Jewish World Review Nov. 14, 2001 / 27 Mar-Cheshvan, 5762
http://www.NewsAndOpinion.com -- "FBI believes angry male loner sent anthrax letters." When I saw that headline, I assumed that there was an actual suspect, but what they have in custody is a profile, developed by forensic specialists.
Now the FBI meant this announcement to be reassuring, to show that they're all over the case. But it had exactly the opposite effect: it made it clear that they haven't been able to do a darn thing, though I guess we can now eliminate your mom and the Dalai Lama.
FBI "behaviorist" Jim Fitzgerald said he hoped members of the public might recognize these characteristics and give the bureau some leads. But to be honest, most of the people I know are disgruntled male loners. Come to that, I am myself an disgruntled male loner. Consider that a tip, Jim.
Possibly it is time to stop interning Arabs and start interning disgruntled male loners. We'll set up a network of camps where loners can be gruntled. We'll have a bowling league and a drum circle.
The disgruntled male loner has truly become an icon of American culture. Perhaps it is a mere coincidence, yet it seems that assassins and terrorists such as Unabomber Ted Kaczynski, Lee Harvey Oswald, Tim McVeigh and so on were all disgruntled. On the other hand, our heroes -- such as the characters played by Clint Eastwood and John Wayne -- are also disgruntled male loners. We love our disgruntled male loners, yet we fear them too.
It's so darn hard being a disgruntled male loner these days. We receive mixed messages from the media, which disgruntles us further. We used to be admired, even venerated, but in the post-September 11 world, our heroes aren't cowboys, but friendly, well-adjusted bureaucrats.
Profiling is an interesting business. It consists in reading character from its effects, inferring who someone is by what they do. In fact, we're all profilers. To figure out who people are, all we have to go on is what they do.

THE TASKS:
1. Can you restate the anthrax-profile column, starting with "It's so darn" and going on through "friendly, well-adjusted bureaucrats.", with "cowboys" renamed to "gunslingers"?
2. What does the anthrax-profile column say, in two sentences?
The lines that come next are separate material, unrelated to the anthrax-profile column.

GIVEN MATERIAL:
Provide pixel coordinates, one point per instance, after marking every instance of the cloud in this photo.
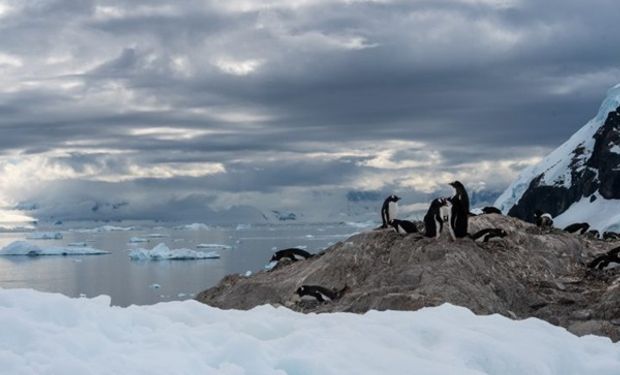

RESPONSES FOR EACH TASK:
1.
It's so darn hard being a disgruntled male loner these days. We receive mixed messages from the media, which disgruntles us further. We used to be admired, even venerated, but in the post-September 11 world, our heroes aren't gunslingers, but friendly, well-adjusted bureaucrats.

2. The FBI announced a forensic profile saying that an angry male loner sent the anthrax letters, but the writer finds this unreassuring because it shows they have only a profile and not a suspect, and notes that most people the writer knows, including the writer, fit it. The writer observes that disgruntled male loners include both assassins and terrorists and American heroes played by Clint Eastwood and John Wayne, and that after September 11 the heroes are friendly, well-adjusted bureaucrats rather than cowboys.